## TEXTE FOURNI
--------------------------------------------------

Par Synda TAJINE – Business News
Illustration : Une tour de hightech israélien en Ukraine
Synda Tajine est une excellente journaliste de Business News de Tunisie qui ne mâche pas ses mots et qui reste très critique, de manière intelligente, vis-à-vis du régime tunisien. Son dernier article attire notre attention sur l’incongruité de la politique islamiste du gouvernement tunisien qui refuse le pragmatisme de la Turquie, du Maroc, de l’Egypte et des Emirats arabes, voire bientôt de l’Arabie saoudite, qui ont noué des relations avec Israël. Sans chercher très loin, les intérêts économiques en période de crise sont fondamentaux parce qu’il existe une complémentarité entre les différents pays.
Israël, leader mondial du hightech, a un manque dramatique de main d’œuvre intellectuelle et manuelle. Pour exemple, la plupart des séniors israéliens veulent finir leurs jours dans leur propre appartement et pour cela, Israël va autoriser des Marocains et des Marocaines à venir travailler en Israël pour s’occuper d’eux. Mais ce n’est pas tout. De nombreuses sociétés américaines s’installent en Israël pensant y trouver les cerveaux qui leur manquent. Mais il est difficile de les satisfaire. Or l’article de Tajine vient à propos pour trouver une solution aux nombreux tunisiens diplômés de grande qualité qui finissent par devenir des marchands de quatre saisons faute d’emplois dans leur domaine. Le salaire médiant tunisien est de 300 dollars alors qu’en Israël les ingénieurs émargent à 3.000 dollars au moins, à trois heures d’avion de Tunis. Sans compter qu’ils peuvent travailler à distance par Internet. Israël employait jusqu’à 40.000 ingénieurs en Ukraine et y avait installé plusieurs agences dans des tours de luxe. Pourquoi pas en Tunisie ? L’article de Synda Tajine vient bien à propos pour illustrer notre question. Qu’attend le gouvernement tunisien pour changer de politique au profit de ses jeunes ? Monsieur le président Kaïs Saied, un petit effort !

--------------------------------------------------

## INFORMATIONS AFFICHÉES
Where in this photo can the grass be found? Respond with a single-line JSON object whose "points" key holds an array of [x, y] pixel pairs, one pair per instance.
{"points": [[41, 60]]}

--------------------------------------------------

## CONSIGNES
1. Traduisez en anglais cette phrase du texte : « Israël employait jusqu'à 40.000 ingénieurs en Ukraine et y avait installé plusieurs agences dans des tours de luxe. »
2. Restituez tel quel le passage du texte qui va de « Par Synda TAJINE » jusqu'à « les différents pays. » inclus.
La liste ci-dessus ne provient pas de la même source que le texte.

## RÉPONSES PAR CONSIGNE
1. Israel employed up to 40,000 engineers in Ukraine and had set up several agencies there in luxury towers.

2.
Par Synda TAJINE – Business News
Illustration : Une tour de hightech israélien en Ukraine
Synda Tajine est une excellente journaliste de Business News de Tunisie qui ne mâche pas ses mots et qui reste très critique, de manière intelligente, vis-à-vis du régime tunisien. Son dernier article attire notre attention sur l’incongruité de la politique islamiste du gouvernement tunisien qui refuse le pragmatisme de la Turquie, du Maroc, de l’Egypte et des Emirats arabes, voire bientôt de l’Arabie saoudite, qui ont noué des relations avec Israël. Sans chercher très loin, les intérêts économiques en période de crise sont fondamentaux parce qu’il existe une complémentarité entre les différents pays.